**What is required:**
Rewrite the listing as a JSON list of strings, one string per line, starting at its first line and ending at the line that contains "M 1340 892 L". Leave out blank lines and the pictures.

**Records provided:**
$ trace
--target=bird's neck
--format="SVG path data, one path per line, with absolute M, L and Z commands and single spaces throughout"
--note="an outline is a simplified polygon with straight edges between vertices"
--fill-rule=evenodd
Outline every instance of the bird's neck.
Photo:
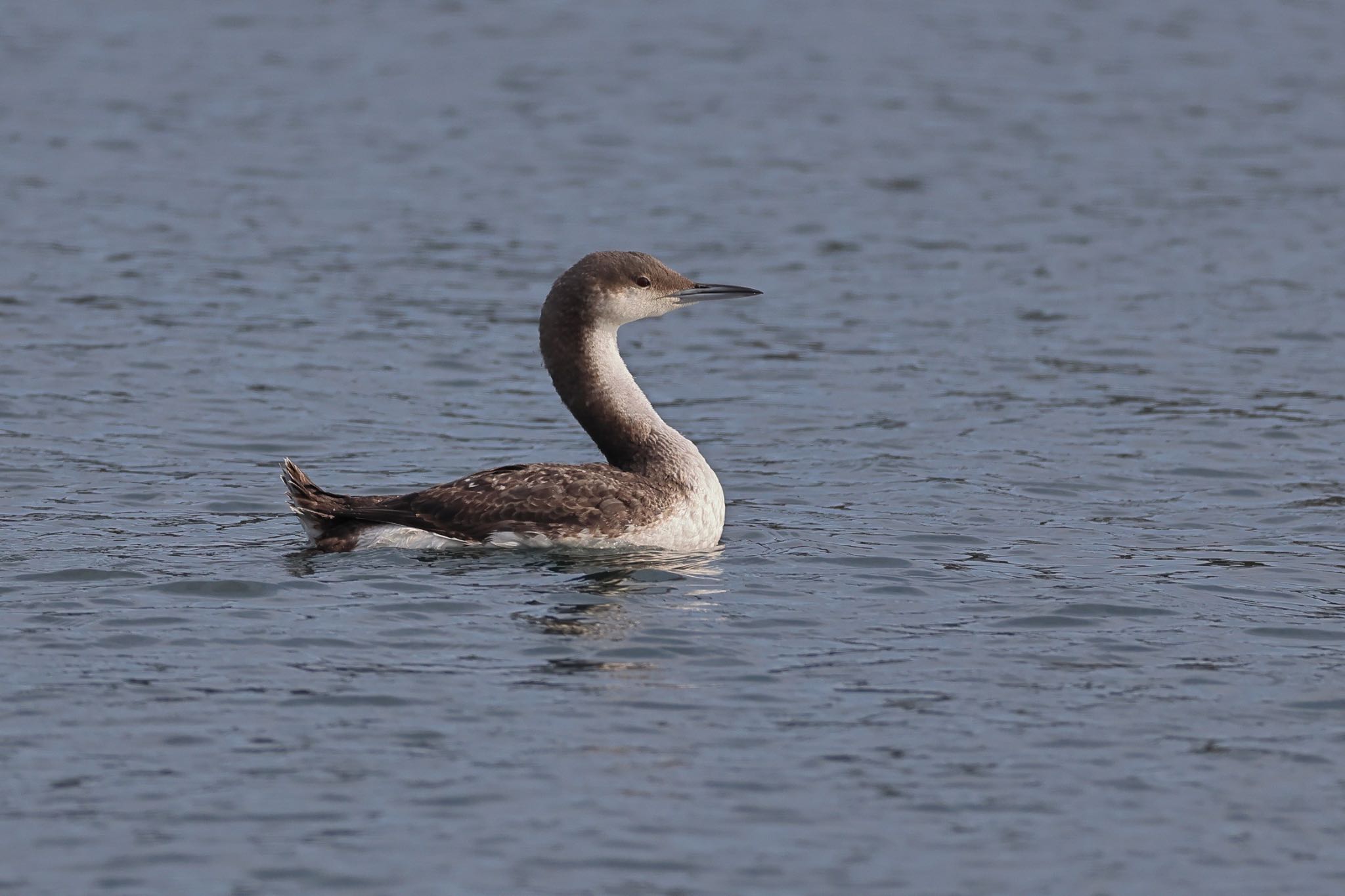
M 663 422 L 621 360 L 616 326 L 576 324 L 543 312 L 542 360 L 565 407 L 608 463 L 646 474 L 672 474 L 699 451 Z M 703 463 L 703 461 L 702 461 Z

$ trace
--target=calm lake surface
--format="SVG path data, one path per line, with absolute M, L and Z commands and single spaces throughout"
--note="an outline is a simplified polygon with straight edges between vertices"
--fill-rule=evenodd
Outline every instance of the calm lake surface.
M 1336 4 L 0 16 L 0 892 L 1345 892 Z M 313 556 L 596 451 L 709 555 Z

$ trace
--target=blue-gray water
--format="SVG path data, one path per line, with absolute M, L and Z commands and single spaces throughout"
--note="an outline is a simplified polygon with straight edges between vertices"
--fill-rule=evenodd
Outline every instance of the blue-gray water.
M 0 16 L 0 889 L 1345 889 L 1336 4 Z M 594 458 L 693 557 L 300 552 L 277 461 Z

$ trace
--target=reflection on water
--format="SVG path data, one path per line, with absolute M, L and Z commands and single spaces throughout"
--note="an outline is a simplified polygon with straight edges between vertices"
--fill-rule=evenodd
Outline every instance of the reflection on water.
M 1340 892 L 1333 12 L 11 0 L 0 889 Z M 722 549 L 299 551 L 594 249 Z

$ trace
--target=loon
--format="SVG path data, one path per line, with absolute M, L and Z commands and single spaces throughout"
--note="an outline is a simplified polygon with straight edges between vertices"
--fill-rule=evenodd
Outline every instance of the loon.
M 702 551 L 724 532 L 724 489 L 663 422 L 616 344 L 623 324 L 709 300 L 760 296 L 697 283 L 644 253 L 603 251 L 561 274 L 542 305 L 542 360 L 607 463 L 515 463 L 409 494 L 327 492 L 289 458 L 291 509 L 319 551 L 371 547 L 633 547 Z

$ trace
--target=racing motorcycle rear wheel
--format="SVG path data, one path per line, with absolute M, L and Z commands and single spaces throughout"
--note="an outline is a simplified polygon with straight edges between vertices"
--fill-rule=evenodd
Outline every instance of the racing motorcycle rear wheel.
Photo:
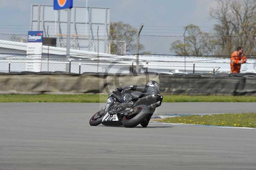
M 147 105 L 139 105 L 135 107 L 133 112 L 124 117 L 122 123 L 125 128 L 133 128 L 142 122 L 148 116 L 150 109 Z
M 100 110 L 92 116 L 89 121 L 91 126 L 96 126 L 100 124 L 103 117 L 104 116 L 104 110 Z

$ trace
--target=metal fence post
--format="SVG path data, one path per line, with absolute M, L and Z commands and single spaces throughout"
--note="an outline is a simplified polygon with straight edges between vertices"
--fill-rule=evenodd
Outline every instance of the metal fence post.
M 71 71 L 71 59 L 69 59 L 69 73 Z
M 98 64 L 97 65 L 97 73 L 99 73 L 99 26 L 98 26 L 98 29 L 97 30 L 97 36 L 98 37 Z
M 9 61 L 9 73 L 11 72 L 11 61 Z
M 79 60 L 81 60 L 82 59 L 79 59 Z M 79 63 L 79 74 L 81 74 L 81 62 L 80 62 Z

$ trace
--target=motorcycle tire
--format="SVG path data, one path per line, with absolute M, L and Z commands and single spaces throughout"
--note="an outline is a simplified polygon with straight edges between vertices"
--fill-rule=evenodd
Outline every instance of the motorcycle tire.
M 147 118 L 150 112 L 149 108 L 147 105 L 139 105 L 134 108 L 136 109 L 134 113 L 136 114 L 135 116 L 131 118 L 127 116 L 123 118 L 122 123 L 125 128 L 133 128 L 139 125 Z
M 104 114 L 103 113 L 101 112 L 104 112 L 104 111 L 103 110 L 100 110 L 92 116 L 90 119 L 90 120 L 89 121 L 89 123 L 91 126 L 96 126 L 100 124 L 101 122 L 101 120 L 102 120 L 103 117 L 104 116 Z M 97 116 L 97 114 L 99 113 L 101 113 L 101 115 L 99 117 L 95 119 L 95 116 Z

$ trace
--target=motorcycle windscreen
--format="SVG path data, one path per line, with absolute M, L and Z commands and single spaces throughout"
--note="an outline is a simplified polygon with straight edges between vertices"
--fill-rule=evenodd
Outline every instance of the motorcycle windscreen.
M 119 126 L 123 125 L 117 114 L 110 114 L 108 112 L 103 117 L 101 124 L 105 126 Z

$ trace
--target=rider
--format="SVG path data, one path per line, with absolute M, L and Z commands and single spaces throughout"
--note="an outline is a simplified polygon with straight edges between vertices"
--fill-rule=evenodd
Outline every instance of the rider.
M 154 81 L 149 81 L 147 85 L 132 85 L 118 88 L 116 89 L 116 90 L 122 92 L 123 94 L 125 93 L 126 94 L 127 93 L 127 92 L 130 92 L 130 95 L 128 94 L 126 95 L 127 97 L 125 98 L 125 101 L 127 102 L 131 101 L 133 97 L 134 97 L 135 96 L 136 96 L 137 98 L 138 98 L 141 94 L 139 92 L 144 93 L 144 95 L 145 96 L 153 94 L 160 94 L 160 90 L 159 90 L 158 83 Z M 139 92 L 138 93 L 138 92 Z M 129 93 L 128 93 L 128 94 Z M 146 119 L 140 124 L 142 127 L 147 127 L 154 111 L 154 109 L 152 110 Z

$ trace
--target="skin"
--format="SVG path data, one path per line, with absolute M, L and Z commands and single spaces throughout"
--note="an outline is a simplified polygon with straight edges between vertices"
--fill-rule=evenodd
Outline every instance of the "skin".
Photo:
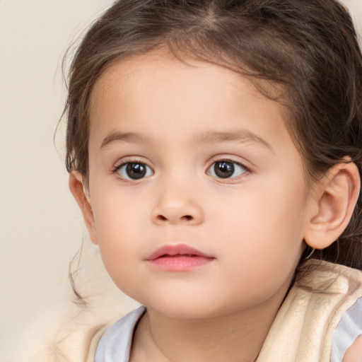
M 113 64 L 98 81 L 86 194 L 76 172 L 70 185 L 110 276 L 148 308 L 132 362 L 253 361 L 303 240 L 330 243 L 348 223 L 353 206 L 342 212 L 327 189 L 344 166 L 309 189 L 284 111 L 240 76 L 166 53 Z M 213 173 L 223 160 L 232 177 Z M 132 162 L 146 177 L 127 179 L 119 165 Z M 180 272 L 146 260 L 178 243 L 212 262 Z

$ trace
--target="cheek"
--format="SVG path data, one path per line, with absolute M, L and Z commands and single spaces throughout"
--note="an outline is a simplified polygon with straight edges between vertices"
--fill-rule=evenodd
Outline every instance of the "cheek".
M 263 282 L 270 275 L 279 276 L 279 281 L 288 277 L 303 249 L 306 202 L 303 179 L 265 180 L 262 185 L 255 179 L 240 197 L 230 198 L 228 205 L 223 204 L 221 219 L 214 221 L 215 233 L 225 240 L 221 255 L 229 259 L 228 272 L 237 265 L 245 283 L 256 279 Z

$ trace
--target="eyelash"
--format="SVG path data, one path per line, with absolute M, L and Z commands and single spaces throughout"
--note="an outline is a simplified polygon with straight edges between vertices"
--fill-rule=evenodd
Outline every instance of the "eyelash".
M 229 163 L 229 164 L 233 164 L 233 173 L 235 172 L 235 165 L 236 165 L 237 168 L 239 168 L 243 169 L 243 172 L 242 173 L 240 173 L 240 175 L 238 175 L 236 176 L 226 177 L 218 177 L 216 175 L 215 166 L 216 166 L 216 165 L 218 163 L 223 163 L 223 162 L 226 163 Z M 146 170 L 146 175 L 140 177 L 139 179 L 137 179 L 137 178 L 131 178 L 131 177 L 127 178 L 127 177 L 120 175 L 119 171 L 122 169 L 122 168 L 127 167 L 127 165 L 136 165 L 136 164 L 144 165 L 144 166 L 146 166 L 146 168 L 151 170 L 152 174 L 151 175 L 147 175 L 148 170 Z M 214 170 L 212 170 L 213 166 L 214 166 Z M 214 175 L 212 175 L 213 172 L 214 172 Z M 151 176 L 151 175 L 153 175 L 154 174 L 154 171 L 152 169 L 152 168 L 148 166 L 144 161 L 142 161 L 141 160 L 136 160 L 136 160 L 127 160 L 127 162 L 122 162 L 122 163 L 120 163 L 119 165 L 116 165 L 113 168 L 113 169 L 112 170 L 112 173 L 113 174 L 117 175 L 117 177 L 119 177 L 122 178 L 122 180 L 124 180 L 125 181 L 127 181 L 127 182 L 136 182 L 136 181 L 138 181 L 139 180 L 142 180 L 142 179 L 146 178 L 147 177 L 150 177 L 150 176 Z M 239 180 L 240 178 L 245 177 L 247 175 L 250 174 L 251 171 L 250 171 L 250 170 L 247 167 L 245 166 L 243 164 L 240 163 L 240 162 L 237 162 L 235 160 L 228 159 L 228 158 L 220 158 L 220 159 L 214 159 L 214 160 L 212 160 L 212 163 L 207 168 L 206 173 L 207 175 L 209 175 L 216 178 L 216 179 L 223 180 L 223 182 L 231 182 L 232 180 Z

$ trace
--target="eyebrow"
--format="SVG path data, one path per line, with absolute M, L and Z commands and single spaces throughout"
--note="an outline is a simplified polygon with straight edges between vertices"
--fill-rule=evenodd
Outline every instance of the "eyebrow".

**Answer:**
[
  "$ trace",
  "--target=bird's neck",
  "--format=\"SVG path data, one path per line, with absolute M, L and Z commands and single spaces throughout\"",
  "--note=\"an outline is a simplified polygon with straight edges between vertices\"",
  "--fill-rule=evenodd",
  "Outline every instance of the bird's neck.",
  "Photo:",
  "M 663 422 L 621 360 L 616 326 L 576 324 L 543 312 L 542 360 L 565 407 L 608 463 L 646 474 L 672 474 L 699 451 Z M 703 463 L 703 461 L 702 461 Z",
  "$ trace",
  "--target=calm lake surface",
  "--format=\"SVG path data, one path per line, with absolute M, L and Z commands and single spaces throughout\"",
  "--note=\"an outline is a simplified polygon with straight edges between vertices\"",
  "--fill-rule=evenodd",
  "Outline every instance of the calm lake surface.",
  "M 1336 4 L 0 16 L 0 892 L 1345 892 Z M 313 556 L 596 451 L 709 555 Z",
  "$ trace",
  "--target=blue-gray water",
  "--format=\"SVG path data, one path per line, with absolute M, L and Z commands and single spaces throughout\"",
  "--note=\"an outline is a simplified polygon with straight edges between vertices\"",
  "--fill-rule=evenodd",
  "Outline every instance of the blue-gray water.",
  "M 0 16 L 0 889 L 1345 889 L 1336 4 Z M 594 458 L 693 557 L 300 552 L 277 461 Z",
  "$ trace",
  "--target=reflection on water",
  "--format=\"SVG path data, one path per line, with absolute M, L and Z commands and single spaces throughout\"",
  "--note=\"an outline is a simplified polygon with straight edges between vertices\"",
  "--fill-rule=evenodd",
  "Outline every instance of the reflection on water.",
  "M 1340 892 L 1333 12 L 11 0 L 0 889 Z M 722 549 L 299 551 L 594 249 Z"
]